» RECORDS SHOWN
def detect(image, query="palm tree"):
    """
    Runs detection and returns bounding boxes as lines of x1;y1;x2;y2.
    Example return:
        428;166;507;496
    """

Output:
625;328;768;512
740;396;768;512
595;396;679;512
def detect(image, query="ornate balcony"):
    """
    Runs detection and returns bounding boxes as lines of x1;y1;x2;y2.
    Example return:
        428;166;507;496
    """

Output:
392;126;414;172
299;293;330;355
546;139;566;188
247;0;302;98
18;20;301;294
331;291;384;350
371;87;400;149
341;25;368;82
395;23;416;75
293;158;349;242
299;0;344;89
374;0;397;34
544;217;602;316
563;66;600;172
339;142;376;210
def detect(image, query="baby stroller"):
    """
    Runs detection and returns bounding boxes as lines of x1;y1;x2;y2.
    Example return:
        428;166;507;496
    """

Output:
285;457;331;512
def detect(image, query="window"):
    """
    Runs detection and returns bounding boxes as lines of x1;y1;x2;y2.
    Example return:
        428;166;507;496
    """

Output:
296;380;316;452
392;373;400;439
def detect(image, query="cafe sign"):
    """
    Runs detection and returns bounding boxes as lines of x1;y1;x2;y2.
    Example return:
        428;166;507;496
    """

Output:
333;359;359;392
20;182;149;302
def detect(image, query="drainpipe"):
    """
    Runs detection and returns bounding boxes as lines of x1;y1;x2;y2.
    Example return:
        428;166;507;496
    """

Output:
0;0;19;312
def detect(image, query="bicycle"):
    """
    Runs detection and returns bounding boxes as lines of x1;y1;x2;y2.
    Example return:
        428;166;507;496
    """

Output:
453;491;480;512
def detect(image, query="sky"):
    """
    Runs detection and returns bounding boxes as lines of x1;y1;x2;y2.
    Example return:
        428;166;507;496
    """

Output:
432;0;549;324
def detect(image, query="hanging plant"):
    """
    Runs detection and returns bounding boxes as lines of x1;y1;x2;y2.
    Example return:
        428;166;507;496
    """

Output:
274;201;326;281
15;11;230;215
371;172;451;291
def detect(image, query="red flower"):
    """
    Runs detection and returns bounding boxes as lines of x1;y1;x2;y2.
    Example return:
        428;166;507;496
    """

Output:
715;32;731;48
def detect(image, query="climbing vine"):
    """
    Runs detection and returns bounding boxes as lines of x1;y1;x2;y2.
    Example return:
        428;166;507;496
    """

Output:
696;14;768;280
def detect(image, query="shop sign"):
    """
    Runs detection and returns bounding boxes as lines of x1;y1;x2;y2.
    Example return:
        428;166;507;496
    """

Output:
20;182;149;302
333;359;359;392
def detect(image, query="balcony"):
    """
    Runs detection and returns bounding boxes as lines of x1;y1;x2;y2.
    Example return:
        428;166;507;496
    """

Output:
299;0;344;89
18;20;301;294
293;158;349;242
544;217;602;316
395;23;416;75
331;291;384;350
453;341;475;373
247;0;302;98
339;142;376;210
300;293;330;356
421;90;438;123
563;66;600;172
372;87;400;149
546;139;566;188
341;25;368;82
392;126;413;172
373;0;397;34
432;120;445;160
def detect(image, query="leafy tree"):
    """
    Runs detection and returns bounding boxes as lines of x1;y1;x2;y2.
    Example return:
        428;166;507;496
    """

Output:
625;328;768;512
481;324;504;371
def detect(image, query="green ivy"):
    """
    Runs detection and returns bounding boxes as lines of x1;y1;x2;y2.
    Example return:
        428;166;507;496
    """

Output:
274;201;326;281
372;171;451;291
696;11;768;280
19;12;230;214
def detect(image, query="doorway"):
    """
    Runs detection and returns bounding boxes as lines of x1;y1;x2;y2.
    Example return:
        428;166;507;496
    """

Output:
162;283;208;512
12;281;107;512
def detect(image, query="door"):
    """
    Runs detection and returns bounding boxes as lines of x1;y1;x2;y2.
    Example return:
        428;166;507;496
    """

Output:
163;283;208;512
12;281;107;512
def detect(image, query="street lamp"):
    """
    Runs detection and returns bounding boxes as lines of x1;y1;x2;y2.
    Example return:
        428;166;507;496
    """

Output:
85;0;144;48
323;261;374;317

» WORK TO COMPLETE
Format the entries from their first line through the line containing "595;396;679;512" as a JSON list of strings, one string per line, omitting any blank lines.

» ANSWER TO THIS TASK
[
  "def detect(image, query=\"palm tree\"):",
  "    \"\"\"",
  "    Runs detection and returns bounding boxes as lines of x1;y1;x2;y2.",
  "    Example return:",
  "        428;166;507;496",
  "    \"\"\"",
  "Output:",
  "625;328;768;512",
  "740;396;768;512",
  "595;396;679;512"
]